Your task: Rewrite the entries below from the start up to and including the line with "x=36, y=404", substituting "white painted wall" for every "gray textured wall" and leaving everything else unchanged. Leave the pictures out of your answer.

--- begin Data for processing ---

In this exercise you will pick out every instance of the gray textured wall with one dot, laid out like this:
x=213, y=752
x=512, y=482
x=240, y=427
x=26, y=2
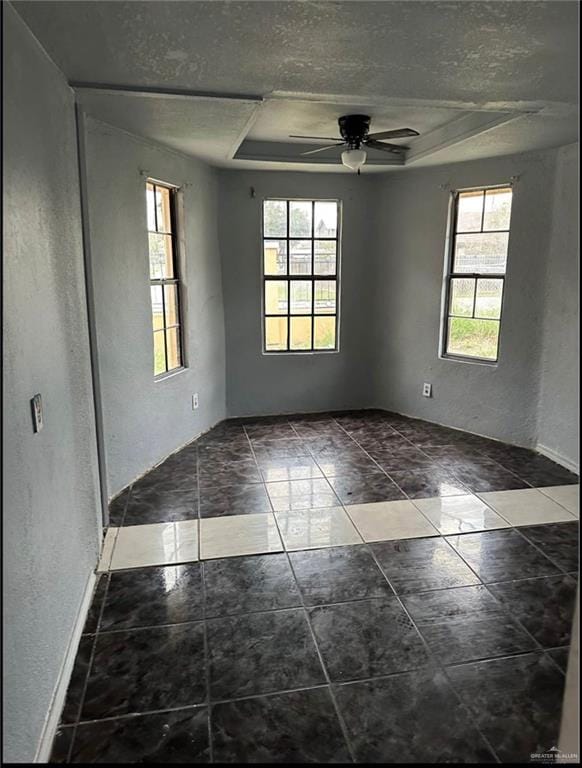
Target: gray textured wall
x=411, y=212
x=145, y=420
x=559, y=396
x=263, y=384
x=50, y=517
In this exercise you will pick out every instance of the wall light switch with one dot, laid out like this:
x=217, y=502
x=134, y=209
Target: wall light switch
x=36, y=404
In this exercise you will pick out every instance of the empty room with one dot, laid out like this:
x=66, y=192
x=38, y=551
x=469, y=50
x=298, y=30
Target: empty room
x=291, y=381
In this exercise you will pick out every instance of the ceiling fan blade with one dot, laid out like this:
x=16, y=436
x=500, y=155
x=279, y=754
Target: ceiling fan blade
x=394, y=149
x=399, y=133
x=317, y=138
x=322, y=149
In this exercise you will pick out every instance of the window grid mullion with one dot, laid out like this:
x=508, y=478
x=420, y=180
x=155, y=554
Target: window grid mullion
x=475, y=277
x=289, y=279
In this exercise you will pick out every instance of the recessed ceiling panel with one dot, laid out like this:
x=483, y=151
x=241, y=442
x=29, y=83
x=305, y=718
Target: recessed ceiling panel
x=281, y=117
x=207, y=128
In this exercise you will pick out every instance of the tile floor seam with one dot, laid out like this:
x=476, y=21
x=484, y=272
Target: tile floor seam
x=540, y=550
x=88, y=672
x=206, y=662
x=504, y=607
x=432, y=655
x=346, y=509
x=338, y=713
x=541, y=489
x=525, y=525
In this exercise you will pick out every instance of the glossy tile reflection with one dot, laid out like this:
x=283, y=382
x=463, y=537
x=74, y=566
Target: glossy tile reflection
x=390, y=520
x=426, y=723
x=460, y=514
x=515, y=701
x=314, y=528
x=526, y=507
x=420, y=565
x=358, y=572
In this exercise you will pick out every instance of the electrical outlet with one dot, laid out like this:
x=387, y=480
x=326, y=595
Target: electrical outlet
x=37, y=420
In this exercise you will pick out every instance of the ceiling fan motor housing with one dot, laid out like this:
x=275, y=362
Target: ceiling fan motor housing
x=354, y=129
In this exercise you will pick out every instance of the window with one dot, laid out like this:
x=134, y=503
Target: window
x=164, y=277
x=300, y=267
x=476, y=273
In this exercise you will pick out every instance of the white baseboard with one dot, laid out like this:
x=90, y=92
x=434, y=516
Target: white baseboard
x=51, y=723
x=558, y=458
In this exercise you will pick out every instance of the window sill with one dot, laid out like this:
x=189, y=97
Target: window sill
x=299, y=353
x=169, y=374
x=472, y=360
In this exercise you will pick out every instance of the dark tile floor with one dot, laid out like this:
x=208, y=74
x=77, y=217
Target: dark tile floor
x=300, y=657
x=440, y=649
x=348, y=458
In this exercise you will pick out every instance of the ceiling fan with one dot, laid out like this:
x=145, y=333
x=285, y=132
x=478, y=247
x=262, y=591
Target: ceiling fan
x=354, y=131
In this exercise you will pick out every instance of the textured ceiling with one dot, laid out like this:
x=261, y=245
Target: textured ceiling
x=405, y=63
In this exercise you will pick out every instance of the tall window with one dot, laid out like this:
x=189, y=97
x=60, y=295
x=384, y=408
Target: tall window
x=164, y=277
x=300, y=267
x=476, y=273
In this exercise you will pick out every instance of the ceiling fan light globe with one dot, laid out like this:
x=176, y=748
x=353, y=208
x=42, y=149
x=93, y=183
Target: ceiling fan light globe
x=354, y=158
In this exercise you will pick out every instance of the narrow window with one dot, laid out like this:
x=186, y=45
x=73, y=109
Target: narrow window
x=476, y=273
x=300, y=275
x=164, y=277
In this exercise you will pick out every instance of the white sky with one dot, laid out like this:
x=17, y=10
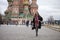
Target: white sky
x=46, y=8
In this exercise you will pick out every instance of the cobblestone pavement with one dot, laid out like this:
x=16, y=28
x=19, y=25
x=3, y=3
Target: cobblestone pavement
x=21, y=32
x=54, y=27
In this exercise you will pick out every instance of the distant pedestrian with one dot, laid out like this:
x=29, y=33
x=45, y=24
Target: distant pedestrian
x=37, y=22
x=27, y=23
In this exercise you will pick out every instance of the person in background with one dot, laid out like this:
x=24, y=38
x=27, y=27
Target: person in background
x=37, y=21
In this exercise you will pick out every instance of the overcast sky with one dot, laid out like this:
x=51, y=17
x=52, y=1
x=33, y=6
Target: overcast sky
x=46, y=8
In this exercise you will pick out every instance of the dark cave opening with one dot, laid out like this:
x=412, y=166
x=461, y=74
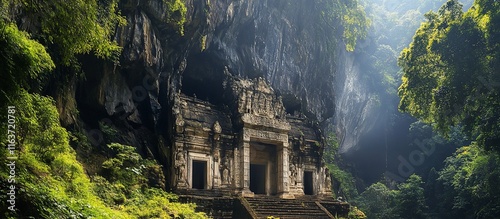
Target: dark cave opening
x=203, y=79
x=308, y=183
x=199, y=174
x=258, y=178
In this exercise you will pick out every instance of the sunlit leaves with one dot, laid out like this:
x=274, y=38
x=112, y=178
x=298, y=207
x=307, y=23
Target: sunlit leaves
x=445, y=69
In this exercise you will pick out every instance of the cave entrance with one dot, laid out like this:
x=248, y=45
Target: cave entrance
x=199, y=174
x=263, y=169
x=258, y=178
x=308, y=183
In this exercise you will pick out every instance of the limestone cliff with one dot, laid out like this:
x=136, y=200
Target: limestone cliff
x=290, y=44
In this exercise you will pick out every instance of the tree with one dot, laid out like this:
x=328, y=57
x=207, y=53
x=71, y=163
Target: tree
x=378, y=201
x=451, y=73
x=410, y=199
x=470, y=179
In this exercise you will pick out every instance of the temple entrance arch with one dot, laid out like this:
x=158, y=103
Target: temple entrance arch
x=263, y=168
x=269, y=149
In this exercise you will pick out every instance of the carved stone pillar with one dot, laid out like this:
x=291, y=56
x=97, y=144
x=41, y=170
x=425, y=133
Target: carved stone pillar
x=283, y=172
x=245, y=169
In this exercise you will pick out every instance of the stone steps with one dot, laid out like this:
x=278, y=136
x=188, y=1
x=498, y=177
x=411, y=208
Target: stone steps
x=265, y=206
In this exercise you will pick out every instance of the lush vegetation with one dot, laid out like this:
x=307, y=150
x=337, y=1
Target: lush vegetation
x=450, y=75
x=451, y=71
x=41, y=40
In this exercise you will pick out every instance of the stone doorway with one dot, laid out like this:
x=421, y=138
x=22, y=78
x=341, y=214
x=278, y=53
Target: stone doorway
x=199, y=174
x=263, y=168
x=258, y=178
x=308, y=183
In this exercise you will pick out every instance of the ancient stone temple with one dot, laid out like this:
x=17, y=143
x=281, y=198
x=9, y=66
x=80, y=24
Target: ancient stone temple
x=249, y=145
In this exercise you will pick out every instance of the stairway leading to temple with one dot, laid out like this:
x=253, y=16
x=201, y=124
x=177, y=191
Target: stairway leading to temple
x=266, y=206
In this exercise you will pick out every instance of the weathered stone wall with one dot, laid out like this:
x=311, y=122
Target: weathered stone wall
x=252, y=130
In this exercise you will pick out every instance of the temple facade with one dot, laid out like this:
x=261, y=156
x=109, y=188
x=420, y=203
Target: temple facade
x=248, y=145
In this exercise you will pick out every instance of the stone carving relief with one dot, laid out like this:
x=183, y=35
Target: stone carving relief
x=180, y=163
x=257, y=97
x=226, y=179
x=328, y=180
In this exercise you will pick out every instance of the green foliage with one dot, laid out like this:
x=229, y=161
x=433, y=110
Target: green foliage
x=176, y=14
x=355, y=213
x=451, y=71
x=410, y=199
x=49, y=179
x=378, y=201
x=23, y=60
x=75, y=27
x=345, y=182
x=351, y=16
x=469, y=180
x=51, y=183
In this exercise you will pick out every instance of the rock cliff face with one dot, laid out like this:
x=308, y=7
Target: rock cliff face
x=288, y=44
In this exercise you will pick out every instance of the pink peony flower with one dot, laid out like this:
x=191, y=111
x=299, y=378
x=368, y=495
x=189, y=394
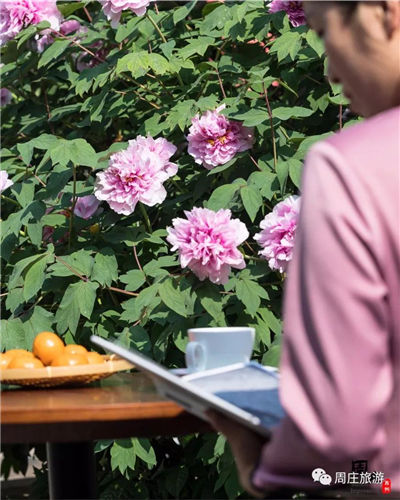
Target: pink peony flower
x=137, y=174
x=278, y=231
x=86, y=206
x=18, y=14
x=113, y=8
x=45, y=38
x=5, y=182
x=207, y=241
x=5, y=97
x=214, y=140
x=293, y=8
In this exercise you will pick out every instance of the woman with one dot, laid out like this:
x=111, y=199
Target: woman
x=340, y=365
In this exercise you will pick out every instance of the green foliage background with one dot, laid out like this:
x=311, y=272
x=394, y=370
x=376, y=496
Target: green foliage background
x=114, y=275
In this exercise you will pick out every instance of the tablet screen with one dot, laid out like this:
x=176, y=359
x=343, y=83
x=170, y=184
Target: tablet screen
x=249, y=387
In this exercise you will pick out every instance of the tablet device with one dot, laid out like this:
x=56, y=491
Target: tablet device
x=245, y=392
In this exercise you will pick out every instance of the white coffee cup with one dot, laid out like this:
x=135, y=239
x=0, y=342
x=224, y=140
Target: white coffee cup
x=214, y=347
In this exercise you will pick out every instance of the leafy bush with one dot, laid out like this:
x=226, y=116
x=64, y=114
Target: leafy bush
x=82, y=99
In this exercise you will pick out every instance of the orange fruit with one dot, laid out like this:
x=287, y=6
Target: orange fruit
x=94, y=358
x=47, y=346
x=75, y=349
x=66, y=359
x=25, y=362
x=4, y=361
x=13, y=353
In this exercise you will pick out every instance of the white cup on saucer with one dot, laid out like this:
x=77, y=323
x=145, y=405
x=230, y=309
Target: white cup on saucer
x=215, y=347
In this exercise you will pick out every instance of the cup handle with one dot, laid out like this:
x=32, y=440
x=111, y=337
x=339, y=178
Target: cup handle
x=195, y=356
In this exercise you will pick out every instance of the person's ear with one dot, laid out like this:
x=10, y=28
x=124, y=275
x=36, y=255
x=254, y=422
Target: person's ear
x=392, y=16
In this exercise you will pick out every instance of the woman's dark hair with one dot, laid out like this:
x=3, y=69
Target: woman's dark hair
x=349, y=6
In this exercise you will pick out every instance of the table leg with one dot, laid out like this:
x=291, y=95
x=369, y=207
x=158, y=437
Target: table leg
x=72, y=470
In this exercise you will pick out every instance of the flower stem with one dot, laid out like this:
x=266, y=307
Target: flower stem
x=156, y=27
x=4, y=197
x=251, y=257
x=272, y=125
x=71, y=217
x=146, y=217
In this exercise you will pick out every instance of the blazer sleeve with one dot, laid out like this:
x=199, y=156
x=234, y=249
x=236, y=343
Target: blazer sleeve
x=336, y=371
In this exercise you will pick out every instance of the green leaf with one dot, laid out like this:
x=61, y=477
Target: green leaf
x=35, y=321
x=123, y=455
x=24, y=192
x=134, y=279
x=295, y=169
x=288, y=43
x=196, y=46
x=252, y=201
x=158, y=63
x=144, y=451
x=13, y=335
x=44, y=141
x=315, y=42
x=105, y=268
x=172, y=298
x=181, y=13
x=35, y=276
x=292, y=112
x=136, y=62
x=53, y=51
x=211, y=300
x=25, y=150
x=249, y=292
x=20, y=267
x=78, y=299
x=176, y=480
x=136, y=337
x=222, y=196
x=271, y=320
x=225, y=166
x=272, y=356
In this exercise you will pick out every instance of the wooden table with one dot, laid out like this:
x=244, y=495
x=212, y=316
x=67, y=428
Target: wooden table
x=68, y=420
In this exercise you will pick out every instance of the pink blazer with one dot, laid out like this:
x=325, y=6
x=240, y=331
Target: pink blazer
x=341, y=350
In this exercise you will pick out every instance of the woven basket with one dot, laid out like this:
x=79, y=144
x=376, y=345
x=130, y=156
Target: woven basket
x=52, y=376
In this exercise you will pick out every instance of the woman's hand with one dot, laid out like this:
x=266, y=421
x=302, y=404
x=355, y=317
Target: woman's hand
x=246, y=447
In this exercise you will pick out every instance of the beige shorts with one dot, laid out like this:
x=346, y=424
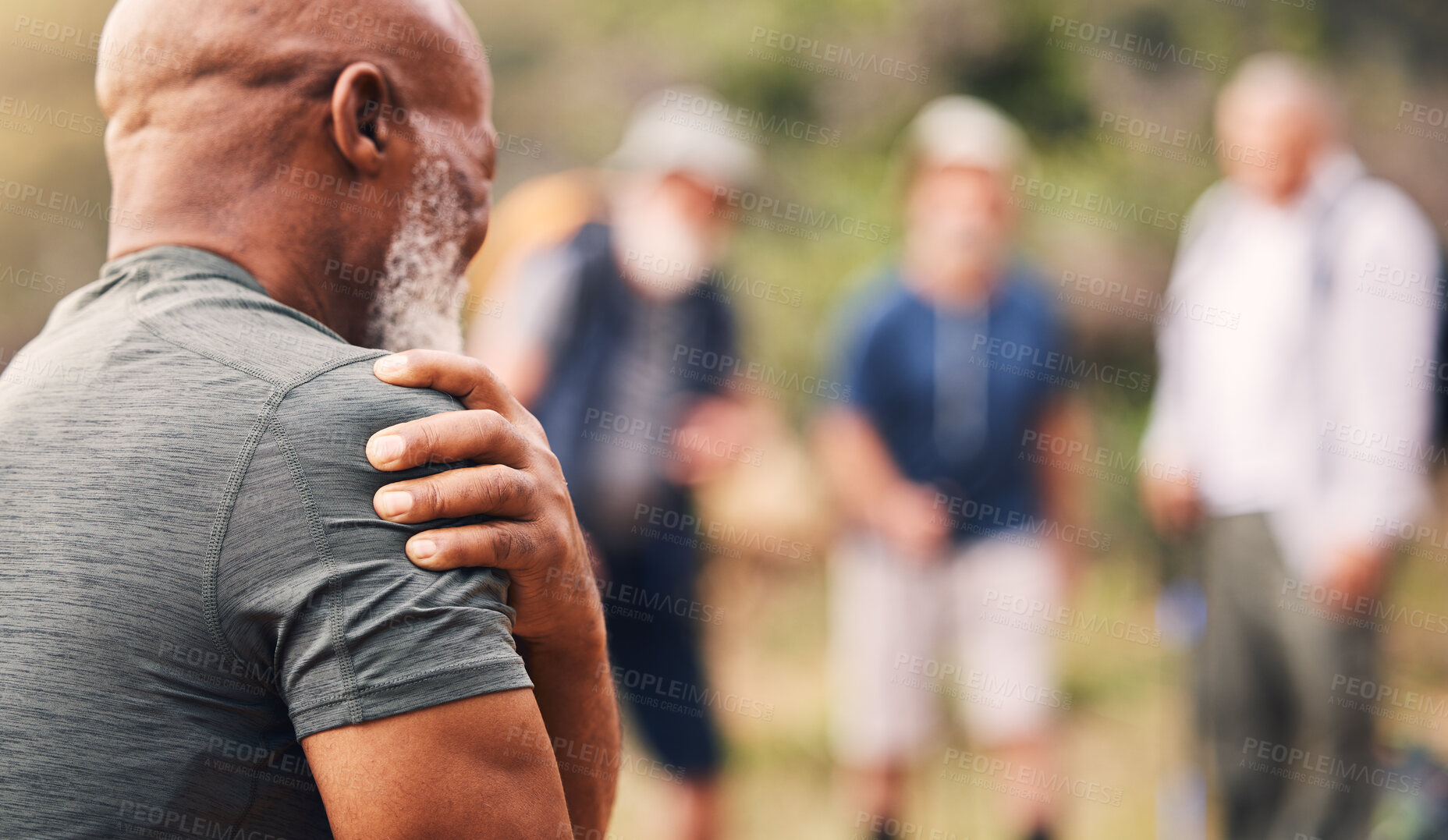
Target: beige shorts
x=908, y=639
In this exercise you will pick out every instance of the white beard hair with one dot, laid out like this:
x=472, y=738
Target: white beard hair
x=421, y=296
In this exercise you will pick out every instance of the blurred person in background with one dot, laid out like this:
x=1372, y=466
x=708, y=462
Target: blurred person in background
x=928, y=465
x=598, y=338
x=1290, y=507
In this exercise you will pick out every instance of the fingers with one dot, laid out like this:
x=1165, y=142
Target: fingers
x=492, y=490
x=502, y=545
x=462, y=377
x=482, y=434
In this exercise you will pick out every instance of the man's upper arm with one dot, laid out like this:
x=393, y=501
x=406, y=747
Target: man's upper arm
x=478, y=768
x=318, y=593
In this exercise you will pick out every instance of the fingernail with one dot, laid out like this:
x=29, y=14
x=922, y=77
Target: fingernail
x=390, y=364
x=385, y=448
x=394, y=503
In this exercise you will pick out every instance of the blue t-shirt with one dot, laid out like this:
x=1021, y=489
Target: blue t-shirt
x=956, y=395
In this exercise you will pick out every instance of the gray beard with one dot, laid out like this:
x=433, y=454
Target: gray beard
x=421, y=296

--- end Data for processing ---

Written answer:
In this exercise you will pick out every instance of the white painted wall with one dot, laid out like this:
x=213, y=752
x=512, y=482
x=240, y=427
x=26, y=2
Target: white painted wall
x=411, y=212
x=145, y=420
x=559, y=396
x=263, y=384
x=50, y=517
In this exercise you will pick out every instance of the wall light switch with one dot, laid out like this:
x=217, y=502
x=134, y=209
Target: wall light switch
x=36, y=404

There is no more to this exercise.